EXCERPTED PASSAGE
--- START ---

If you know your way around code quality, that's a big red flag. Lots of copy and paste creates a lot of risk. Some people could argue that with these AI tools, the practices, our intuition for what is a good thing or not may need to change, but that needs to be borne out.

You need to prove that. Unsurprisingly, GitHub actually had the opposite finding. They did not find that their co-pilot tool that they sell decreases quality. They found that it increases it. Now, they were doing a controlled experiment involving a fixed task. It was not like these other examples, you know, an example on real work code, but there's any number of factors that could impact this.

So they have a blog, does GitHub Copile improve code quality? Admittedly, much better graphic design. They say, yes, it does. So what do we make of this? I mean, these results are obviously, you know, contradictory and ambiguous, but, you know, even more importantly, they're all from sources that have something to sell.

You know, I have seen some more rigorous academic work start to come together. I'd love next year to be talking about not some white papers and a blog, but, you know, maybe a meta analysis of multiple different, you know, independent academic studies of what results we have in the wild with AI coding assistance.

Will we be able to do that, I mean, I hope so, but one way or another, you know, do these make things better under certain circumstances and worse under other circumstances? Does it matter how we use them? Does it matter what we use them on? These are all things we need to understand so that we know we're making the situation better and not worse.

People will say the models will get better, but the products we use them to build will get better only if we make them better. We need to be deliberate. Again, these are the scenarios. Extreme completion, devocalypse, abstraction leap, uncharted waters, review economy, and infinite pile of garbage. Now, these interrelate in various ways, right?

So, for example, by doing extreme completion, many fears, I just mentioned, that we will try to get to devocalypse, but actually we will overinvest in them before we're capable of dealing with their results, and we'll slide right past devocalypse and into the infinite pile of garbage. Some think, this is maybe the closest to my point of view, that a really promising area would be to combine abstraction leap with maybe domain-specific languages, combine that with the extreme completion.

We have a very nice DSL or, say, a formal methods-based, you know, specification system, and then we combine that with the extreme completion to, you know, help us navigate it ergonomically. So, this could work very well, so there are these multiple different endgames, and if someone believes in a different one as you, you might both be right, because many of them are going to play out.

The industries are vast. This is going to impact different areas very differently. We wouldn't expect the AI coding impact on, like, video game programming to be the same as in healthcare tech, right? And lastly, I want to leave us with this. We get a say. People have spoken about AI coding as though it is some meteor from outside the solar system just coming at us to hit us, and we're these passive observers.

We get a say on what happens. This is something that we are actively building together. So, I think we need to ask ourselves, what do we want from software? What is the goal? Do we want there to be no programmers? Or do we want everyone to be a programmer?

I don't think those are the same thing. Is it somewhere in between? Where? Do we want software to be better of higher quality? Or do we just need more software and we don't care about the quality? Again, not the same thing. As the skills required to do our jobs change, what do we want to happen?

Do we think it's a good idea to just let people go who have diligently learned what yesterday was the thing we needed? Or are we going to figure out how to continue to develop a valuable relationship with those people? I want many things from software. I want it to work well.

I want it to provide value for the people who use it and for the people who build it. And I want people who work together to treat each other well. Well, thank you very much for having me, and I look forward to your questions.

--- END ---

INFORMATION SHOWN
--- START ---

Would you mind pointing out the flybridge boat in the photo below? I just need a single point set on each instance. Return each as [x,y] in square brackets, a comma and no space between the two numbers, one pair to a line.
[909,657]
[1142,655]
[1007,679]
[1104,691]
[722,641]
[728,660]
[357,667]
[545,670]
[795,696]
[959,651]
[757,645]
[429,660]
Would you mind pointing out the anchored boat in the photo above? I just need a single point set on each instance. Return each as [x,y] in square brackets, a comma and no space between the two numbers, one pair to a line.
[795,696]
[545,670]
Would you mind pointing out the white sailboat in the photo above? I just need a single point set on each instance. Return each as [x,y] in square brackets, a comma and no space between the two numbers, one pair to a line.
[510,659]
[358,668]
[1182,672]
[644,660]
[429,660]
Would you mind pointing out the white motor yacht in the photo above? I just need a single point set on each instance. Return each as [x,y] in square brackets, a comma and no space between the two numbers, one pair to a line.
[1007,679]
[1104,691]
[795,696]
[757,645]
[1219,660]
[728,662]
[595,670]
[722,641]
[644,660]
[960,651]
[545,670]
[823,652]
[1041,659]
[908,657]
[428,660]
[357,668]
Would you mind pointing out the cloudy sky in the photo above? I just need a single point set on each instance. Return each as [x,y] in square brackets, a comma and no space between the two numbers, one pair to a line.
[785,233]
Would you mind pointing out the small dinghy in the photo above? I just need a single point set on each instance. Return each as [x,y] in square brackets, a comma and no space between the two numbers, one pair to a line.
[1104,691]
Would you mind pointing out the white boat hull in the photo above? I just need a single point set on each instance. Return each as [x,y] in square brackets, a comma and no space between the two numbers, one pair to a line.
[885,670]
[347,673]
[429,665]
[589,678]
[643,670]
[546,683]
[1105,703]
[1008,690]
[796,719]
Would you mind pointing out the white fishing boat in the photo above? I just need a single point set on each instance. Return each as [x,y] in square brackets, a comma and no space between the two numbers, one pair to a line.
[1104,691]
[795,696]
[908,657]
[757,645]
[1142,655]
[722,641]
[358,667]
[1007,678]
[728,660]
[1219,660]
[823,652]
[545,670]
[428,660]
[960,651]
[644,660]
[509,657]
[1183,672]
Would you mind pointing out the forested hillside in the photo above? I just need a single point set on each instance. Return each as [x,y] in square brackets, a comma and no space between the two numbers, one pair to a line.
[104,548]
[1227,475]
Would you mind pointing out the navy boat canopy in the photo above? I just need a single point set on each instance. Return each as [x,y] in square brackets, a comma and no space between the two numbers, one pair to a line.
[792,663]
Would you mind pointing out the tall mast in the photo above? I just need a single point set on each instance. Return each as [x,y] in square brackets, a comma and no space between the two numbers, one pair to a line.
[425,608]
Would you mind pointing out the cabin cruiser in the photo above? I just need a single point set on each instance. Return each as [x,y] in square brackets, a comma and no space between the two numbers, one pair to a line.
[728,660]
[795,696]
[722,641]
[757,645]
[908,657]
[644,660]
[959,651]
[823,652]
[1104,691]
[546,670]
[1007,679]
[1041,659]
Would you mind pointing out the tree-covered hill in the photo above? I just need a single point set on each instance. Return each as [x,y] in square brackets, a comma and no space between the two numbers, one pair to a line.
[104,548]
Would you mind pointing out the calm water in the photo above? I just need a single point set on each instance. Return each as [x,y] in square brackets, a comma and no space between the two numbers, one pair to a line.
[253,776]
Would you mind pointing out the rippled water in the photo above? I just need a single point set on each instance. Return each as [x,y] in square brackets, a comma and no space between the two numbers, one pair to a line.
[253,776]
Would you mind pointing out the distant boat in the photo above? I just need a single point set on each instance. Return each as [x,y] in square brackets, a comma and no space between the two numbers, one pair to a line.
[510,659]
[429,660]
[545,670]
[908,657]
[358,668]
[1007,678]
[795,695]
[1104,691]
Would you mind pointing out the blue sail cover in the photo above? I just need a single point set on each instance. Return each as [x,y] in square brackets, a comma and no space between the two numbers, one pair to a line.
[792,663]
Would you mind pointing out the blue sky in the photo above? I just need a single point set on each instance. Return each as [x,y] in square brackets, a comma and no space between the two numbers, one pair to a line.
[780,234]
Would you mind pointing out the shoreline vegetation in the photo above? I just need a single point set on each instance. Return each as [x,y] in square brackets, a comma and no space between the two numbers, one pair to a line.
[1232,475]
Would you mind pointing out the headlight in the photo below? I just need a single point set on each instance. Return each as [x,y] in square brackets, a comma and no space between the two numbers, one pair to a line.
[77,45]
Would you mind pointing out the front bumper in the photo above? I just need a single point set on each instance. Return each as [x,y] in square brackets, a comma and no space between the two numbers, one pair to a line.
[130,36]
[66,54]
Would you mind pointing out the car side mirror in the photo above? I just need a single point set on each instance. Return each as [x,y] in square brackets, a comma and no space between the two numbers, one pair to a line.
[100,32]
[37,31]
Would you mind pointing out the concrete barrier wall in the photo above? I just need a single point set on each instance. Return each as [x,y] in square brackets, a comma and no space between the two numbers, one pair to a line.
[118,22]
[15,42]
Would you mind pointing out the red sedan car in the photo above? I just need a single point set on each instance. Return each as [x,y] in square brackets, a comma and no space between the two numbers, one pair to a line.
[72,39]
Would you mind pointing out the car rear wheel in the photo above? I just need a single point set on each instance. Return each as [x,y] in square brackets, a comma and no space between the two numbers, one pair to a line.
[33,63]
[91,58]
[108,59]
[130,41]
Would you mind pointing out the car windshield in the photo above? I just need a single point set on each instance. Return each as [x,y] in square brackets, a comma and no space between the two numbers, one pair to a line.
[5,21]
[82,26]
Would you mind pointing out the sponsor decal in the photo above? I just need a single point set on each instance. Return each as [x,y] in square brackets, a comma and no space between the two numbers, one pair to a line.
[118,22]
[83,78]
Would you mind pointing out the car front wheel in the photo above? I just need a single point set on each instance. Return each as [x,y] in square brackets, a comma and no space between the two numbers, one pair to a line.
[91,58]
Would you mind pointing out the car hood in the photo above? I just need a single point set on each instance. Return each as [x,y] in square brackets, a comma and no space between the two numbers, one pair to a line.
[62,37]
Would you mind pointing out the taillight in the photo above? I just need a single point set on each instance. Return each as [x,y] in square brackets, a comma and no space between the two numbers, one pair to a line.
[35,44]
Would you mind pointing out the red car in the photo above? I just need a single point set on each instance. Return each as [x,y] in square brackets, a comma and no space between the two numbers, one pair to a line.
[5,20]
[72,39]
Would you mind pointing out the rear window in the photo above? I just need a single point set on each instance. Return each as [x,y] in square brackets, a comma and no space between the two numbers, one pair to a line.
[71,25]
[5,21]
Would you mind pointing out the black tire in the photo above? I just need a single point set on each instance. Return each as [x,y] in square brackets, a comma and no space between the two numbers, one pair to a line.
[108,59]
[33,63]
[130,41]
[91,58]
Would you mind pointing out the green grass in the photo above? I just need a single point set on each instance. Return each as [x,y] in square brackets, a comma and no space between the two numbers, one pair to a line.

--- END ---

WORK INSTRUCTIONS
In the talk on AI coding, change "software" to "code" in the passage that begins at the words "We get a say on" and ends after "want to happen?", and give that passage again.

RESPONSE TO THE EXERCISE
We get a say on what happens. This is something that we are actively building together. So, I think we need to ask ourselves, what do we want from code? What is the goal? Do we want there to be no programmers? Or do we want everyone to be a programmer?

I don't think those are the same thing. Is it somewhere in between? Where? Do we want code to be better of higher quality? Or do we just need more code and we don't care about the quality? Again, not the same thing. As the skills required to do our jobs change, what do we want to happen?